ESTRATTO DEL DOCUMENTO
────────
In bocca a Gesù, l’appello alla “conversione” acquista ben altra direzione: non tanto un fatidico o drammatico ritorno all’indietro, per ripristinare una posizione perduta o decaduta, ma un balzo in avanti, un entrare nel regno di Dio, un afferrare la salvezza gratuitamente offerta, senza che ci siano grandi sforzi da parte nostra! Ci viene chiesta la sola fede!

Se Gesù avesse chiesto l’innocenza, uno potrebbe dire: “io non sono innocente, non posso entrare!” Se avesse chiesto l’esatta osservanza dei precetti della Legge, uno potrebbe tirarsi indietro: “io non sono osservante, non posso entrare!” Se avesse chiesto un certificato di purezza o di provata pazienza, uno potrebbe ribattere: “io non sono né puro né paziente, questo Regno non è per me!” E invece no: se io ho fede, ho anche la chiave per aprire la porta, il resto viene da sé. Io non sono salvo perché mi sono convertito, ma mi devo convertire perché sono stato salvato! L’iniziativa è di Dio! La mia fede deve cominciare con il dono, non con il dovere! Per quale motivo vado a Messa, per accogliere un dono, o per assolvere un dovere? Se penso al dovere, potrei anche starmene a casa, tanto non cambia niente.
────────
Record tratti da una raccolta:
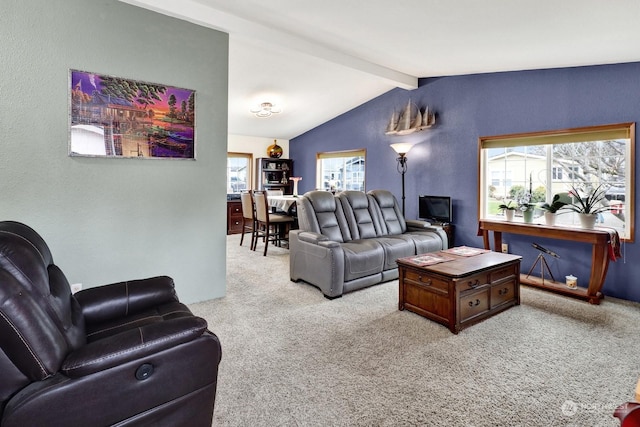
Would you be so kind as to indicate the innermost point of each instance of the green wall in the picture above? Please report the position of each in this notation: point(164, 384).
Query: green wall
point(108, 220)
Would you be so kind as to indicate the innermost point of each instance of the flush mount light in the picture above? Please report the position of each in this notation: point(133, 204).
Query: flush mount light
point(266, 109)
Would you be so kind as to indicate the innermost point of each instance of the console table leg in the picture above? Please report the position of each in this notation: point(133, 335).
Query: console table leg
point(599, 267)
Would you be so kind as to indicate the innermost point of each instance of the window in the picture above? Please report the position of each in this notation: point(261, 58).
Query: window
point(548, 163)
point(340, 170)
point(238, 172)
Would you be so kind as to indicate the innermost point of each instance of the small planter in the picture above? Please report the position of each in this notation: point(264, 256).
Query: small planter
point(588, 221)
point(550, 218)
point(508, 214)
point(528, 216)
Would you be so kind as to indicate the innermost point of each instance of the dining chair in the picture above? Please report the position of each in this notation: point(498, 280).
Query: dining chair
point(248, 217)
point(270, 226)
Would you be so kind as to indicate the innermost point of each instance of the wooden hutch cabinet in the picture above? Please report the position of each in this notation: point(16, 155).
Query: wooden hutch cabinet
point(274, 174)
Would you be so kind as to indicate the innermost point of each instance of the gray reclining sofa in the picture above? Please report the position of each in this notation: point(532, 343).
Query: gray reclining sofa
point(351, 240)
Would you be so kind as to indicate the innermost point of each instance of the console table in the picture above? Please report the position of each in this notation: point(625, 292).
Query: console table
point(599, 239)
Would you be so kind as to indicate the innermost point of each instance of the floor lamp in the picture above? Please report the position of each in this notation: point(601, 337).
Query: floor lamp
point(402, 148)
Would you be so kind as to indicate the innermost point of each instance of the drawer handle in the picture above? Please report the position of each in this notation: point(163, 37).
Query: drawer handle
point(426, 283)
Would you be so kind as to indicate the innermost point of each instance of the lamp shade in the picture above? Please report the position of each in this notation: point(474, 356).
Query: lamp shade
point(402, 147)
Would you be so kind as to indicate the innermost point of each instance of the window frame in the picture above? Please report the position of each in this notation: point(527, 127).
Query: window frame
point(249, 157)
point(346, 154)
point(558, 137)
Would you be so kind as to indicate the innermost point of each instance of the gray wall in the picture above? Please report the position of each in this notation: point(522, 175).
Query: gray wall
point(108, 220)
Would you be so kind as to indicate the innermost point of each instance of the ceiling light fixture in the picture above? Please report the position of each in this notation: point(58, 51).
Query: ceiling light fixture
point(266, 109)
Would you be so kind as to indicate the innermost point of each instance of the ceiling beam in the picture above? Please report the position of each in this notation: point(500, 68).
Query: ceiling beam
point(235, 26)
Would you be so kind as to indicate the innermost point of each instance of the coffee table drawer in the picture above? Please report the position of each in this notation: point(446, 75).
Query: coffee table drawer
point(503, 292)
point(472, 282)
point(427, 301)
point(426, 281)
point(473, 304)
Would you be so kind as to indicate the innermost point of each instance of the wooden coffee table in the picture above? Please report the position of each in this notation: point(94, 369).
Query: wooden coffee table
point(461, 291)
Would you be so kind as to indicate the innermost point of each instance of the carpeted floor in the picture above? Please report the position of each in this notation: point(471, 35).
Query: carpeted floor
point(293, 358)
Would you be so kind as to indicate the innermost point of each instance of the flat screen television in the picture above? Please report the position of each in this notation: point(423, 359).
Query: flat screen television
point(434, 208)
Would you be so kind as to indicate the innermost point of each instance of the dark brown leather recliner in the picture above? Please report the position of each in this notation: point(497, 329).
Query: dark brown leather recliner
point(123, 354)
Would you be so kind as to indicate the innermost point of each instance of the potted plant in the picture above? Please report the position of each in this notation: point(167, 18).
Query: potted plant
point(527, 211)
point(550, 209)
point(588, 207)
point(508, 210)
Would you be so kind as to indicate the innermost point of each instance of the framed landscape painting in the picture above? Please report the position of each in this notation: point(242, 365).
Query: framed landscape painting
point(117, 117)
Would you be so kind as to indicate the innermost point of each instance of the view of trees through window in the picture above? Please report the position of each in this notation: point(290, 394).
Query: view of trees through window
point(337, 171)
point(238, 172)
point(532, 171)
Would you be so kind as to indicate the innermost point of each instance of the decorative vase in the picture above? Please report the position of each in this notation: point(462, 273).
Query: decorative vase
point(550, 218)
point(588, 220)
point(508, 214)
point(528, 215)
point(274, 151)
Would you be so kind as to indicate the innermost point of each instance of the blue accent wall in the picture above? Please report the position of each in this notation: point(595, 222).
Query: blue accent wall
point(445, 160)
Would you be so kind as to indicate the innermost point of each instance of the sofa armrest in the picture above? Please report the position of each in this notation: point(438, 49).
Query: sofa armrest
point(124, 298)
point(131, 345)
point(417, 224)
point(311, 237)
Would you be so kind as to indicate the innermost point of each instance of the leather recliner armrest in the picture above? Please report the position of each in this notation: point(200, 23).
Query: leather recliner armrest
point(124, 298)
point(316, 239)
point(132, 344)
point(417, 224)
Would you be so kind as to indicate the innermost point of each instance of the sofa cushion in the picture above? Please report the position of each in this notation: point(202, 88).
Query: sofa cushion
point(392, 220)
point(362, 258)
point(318, 211)
point(357, 211)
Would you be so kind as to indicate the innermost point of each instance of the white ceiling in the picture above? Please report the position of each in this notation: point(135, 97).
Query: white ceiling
point(319, 59)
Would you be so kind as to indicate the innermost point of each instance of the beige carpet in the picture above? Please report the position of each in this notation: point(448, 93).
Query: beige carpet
point(293, 358)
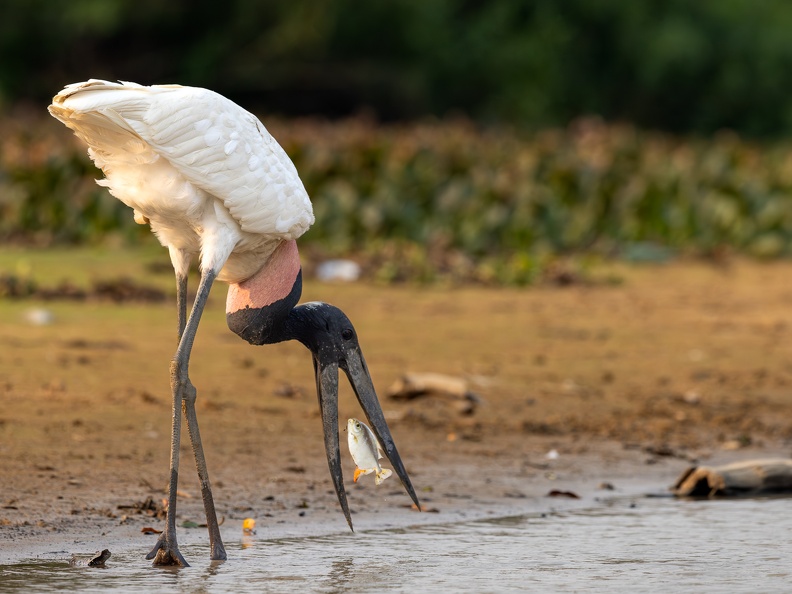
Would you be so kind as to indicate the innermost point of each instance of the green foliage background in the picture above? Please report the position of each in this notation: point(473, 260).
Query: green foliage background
point(443, 138)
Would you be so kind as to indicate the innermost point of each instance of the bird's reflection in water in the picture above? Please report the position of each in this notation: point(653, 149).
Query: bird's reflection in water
point(342, 573)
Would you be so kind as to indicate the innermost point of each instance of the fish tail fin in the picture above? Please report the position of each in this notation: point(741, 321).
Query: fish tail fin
point(382, 475)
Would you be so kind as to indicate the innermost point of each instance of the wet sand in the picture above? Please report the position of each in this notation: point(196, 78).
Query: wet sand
point(624, 384)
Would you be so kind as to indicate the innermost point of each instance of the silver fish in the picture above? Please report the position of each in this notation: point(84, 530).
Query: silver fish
point(366, 451)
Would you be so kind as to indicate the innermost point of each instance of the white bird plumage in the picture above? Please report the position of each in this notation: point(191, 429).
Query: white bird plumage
point(209, 179)
point(203, 172)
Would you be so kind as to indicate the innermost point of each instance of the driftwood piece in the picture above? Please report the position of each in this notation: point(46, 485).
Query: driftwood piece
point(94, 560)
point(753, 477)
point(415, 385)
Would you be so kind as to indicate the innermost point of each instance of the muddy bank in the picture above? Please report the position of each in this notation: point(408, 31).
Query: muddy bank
point(579, 386)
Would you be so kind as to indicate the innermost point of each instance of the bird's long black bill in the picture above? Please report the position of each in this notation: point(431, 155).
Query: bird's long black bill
point(357, 372)
point(327, 389)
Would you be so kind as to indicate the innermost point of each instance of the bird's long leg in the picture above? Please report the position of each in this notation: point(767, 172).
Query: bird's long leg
point(166, 551)
point(181, 304)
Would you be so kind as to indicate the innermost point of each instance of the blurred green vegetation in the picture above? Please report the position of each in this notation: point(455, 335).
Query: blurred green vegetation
point(453, 200)
point(676, 65)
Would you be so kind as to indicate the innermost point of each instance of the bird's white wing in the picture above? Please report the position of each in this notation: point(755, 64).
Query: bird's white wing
point(215, 144)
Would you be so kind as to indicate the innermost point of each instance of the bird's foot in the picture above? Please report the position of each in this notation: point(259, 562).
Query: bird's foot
point(166, 552)
point(218, 552)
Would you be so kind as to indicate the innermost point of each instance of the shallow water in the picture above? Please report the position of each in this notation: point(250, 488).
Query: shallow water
point(646, 544)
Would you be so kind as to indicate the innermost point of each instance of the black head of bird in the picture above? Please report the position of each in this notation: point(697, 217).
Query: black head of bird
point(330, 336)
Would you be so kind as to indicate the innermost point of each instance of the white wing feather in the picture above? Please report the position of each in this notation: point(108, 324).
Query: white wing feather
point(215, 144)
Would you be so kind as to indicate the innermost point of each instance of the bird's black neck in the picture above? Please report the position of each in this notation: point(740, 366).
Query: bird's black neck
point(268, 324)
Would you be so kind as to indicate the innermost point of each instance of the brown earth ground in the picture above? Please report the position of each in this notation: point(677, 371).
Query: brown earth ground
point(628, 383)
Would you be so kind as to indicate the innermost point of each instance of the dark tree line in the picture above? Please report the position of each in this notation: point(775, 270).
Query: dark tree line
point(679, 65)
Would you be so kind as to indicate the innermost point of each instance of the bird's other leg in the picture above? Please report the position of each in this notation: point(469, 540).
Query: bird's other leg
point(181, 266)
point(188, 403)
point(215, 541)
point(166, 551)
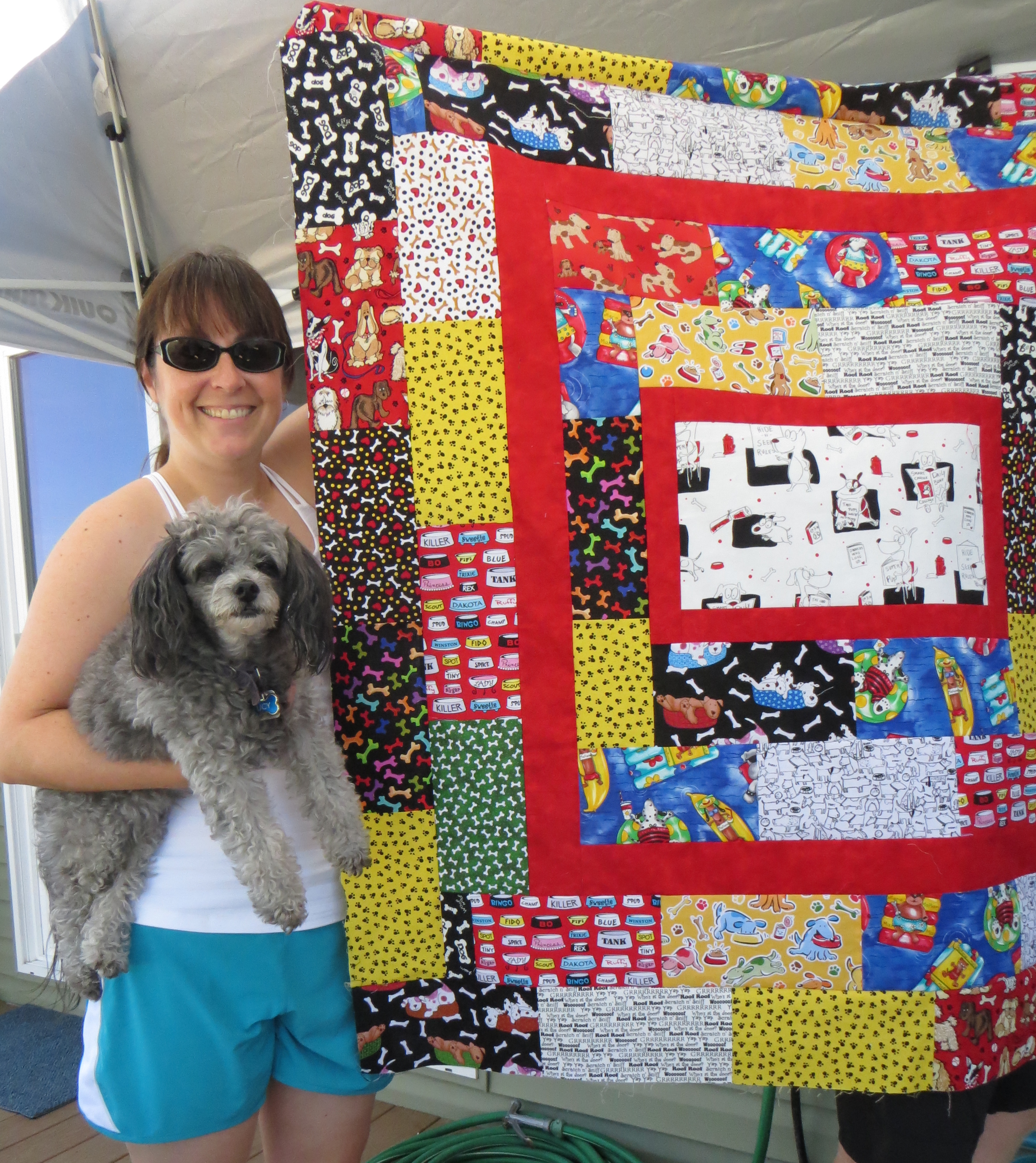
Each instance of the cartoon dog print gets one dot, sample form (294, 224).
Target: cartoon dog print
(946, 1039)
(744, 971)
(365, 271)
(410, 29)
(571, 228)
(327, 417)
(459, 1051)
(460, 43)
(697, 712)
(819, 940)
(598, 281)
(320, 360)
(669, 248)
(735, 923)
(977, 1023)
(771, 528)
(370, 408)
(317, 276)
(777, 382)
(614, 247)
(365, 348)
(665, 281)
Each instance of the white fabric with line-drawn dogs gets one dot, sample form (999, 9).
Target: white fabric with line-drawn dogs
(810, 517)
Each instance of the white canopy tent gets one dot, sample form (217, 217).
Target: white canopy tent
(205, 148)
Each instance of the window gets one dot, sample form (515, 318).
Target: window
(83, 433)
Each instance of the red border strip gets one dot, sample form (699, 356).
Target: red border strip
(663, 406)
(557, 862)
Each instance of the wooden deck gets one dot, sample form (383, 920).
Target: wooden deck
(63, 1136)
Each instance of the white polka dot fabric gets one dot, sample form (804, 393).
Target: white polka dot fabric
(447, 229)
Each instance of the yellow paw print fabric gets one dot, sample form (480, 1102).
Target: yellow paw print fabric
(763, 353)
(613, 683)
(776, 951)
(1024, 654)
(459, 421)
(395, 922)
(852, 155)
(549, 60)
(867, 1041)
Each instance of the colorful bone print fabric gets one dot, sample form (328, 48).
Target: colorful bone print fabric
(365, 501)
(605, 498)
(382, 714)
(765, 685)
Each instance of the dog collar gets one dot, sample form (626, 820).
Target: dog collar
(264, 699)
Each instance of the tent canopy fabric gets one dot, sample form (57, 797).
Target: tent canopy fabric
(205, 107)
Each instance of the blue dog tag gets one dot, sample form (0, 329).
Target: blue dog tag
(269, 705)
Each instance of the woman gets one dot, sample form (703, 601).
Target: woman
(220, 1020)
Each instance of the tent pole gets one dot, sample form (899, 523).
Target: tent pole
(53, 325)
(62, 285)
(116, 139)
(133, 209)
(120, 185)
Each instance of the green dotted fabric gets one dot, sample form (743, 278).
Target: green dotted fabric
(481, 804)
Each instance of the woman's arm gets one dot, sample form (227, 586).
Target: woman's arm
(288, 453)
(82, 595)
────────
DOMANDE
- 1) Trascrivi dal testo sulla conversione tutto ciò che va da "Se Gesù avesse" fino a "non cambia niente.".
- 2) Prosegui il testo sulla conversione dopo la sua ultima frase.

RISULTATI
- 1)
Se Gesù avesse chiesto l’innocenza, uno potrebbe dire: “io non sono innocente, non posso entrare!” Se avesse chiesto l’esatta osservanza dei precetti della Legge, uno potrebbe tirarsi indietro: “io non sono osservante, non posso entrare!” Se avesse chiesto un certificato di purezza o di provata pazienza, uno potrebbe ribattere: “io non sono né puro né paziente, questo Regno non è per me!” E invece no: se io ho fede, ho anche la chiave per aprire la porta, il resto viene da sé. Io non sono salvo perché mi sono convertito, ma mi devo convertire perché sono stato salvato! L’iniziativa è di Dio! La mia fede deve cominciare con il dono, non con il dovere! Per quale motivo vado a Messa, per accogliere un dono, o per assolvere un dovere? Se penso al dovere, potrei anche starmene a casa, tanto non cambia niente.

- 2)
Nella crescita spirituale di una persona possiamo individuare tre gradi di maturazione. Il primo: grado estetico”. Uno entra in Chiesa, vede l’arte, i suoni, i canti, le cerimonie solenni, sente qualcosa che lo coinvolge, se ne va anche in estasi. Va bene, ma … uno può anche ammirare il Giudizio Universale della Cappella Sistina, e rimanere tale e quale a prima. Uno può anche ascoltare la Messa da Requiem di Mozart, e pensare che la morte non lo riguardi affatto. In questa Chiesa possono venire anche quelli del san Carlo di Napoli a cantare una bellissima Messa, ma poi nella nostra vita comunitaria non cambia perfettamente niente. Anche i camorristi sanno apprezzare la buona musica e vengono a Messa la notte di Natale. La percezione della bellezza potrà anche aiutare, ma in sé stessa non è ancora fede.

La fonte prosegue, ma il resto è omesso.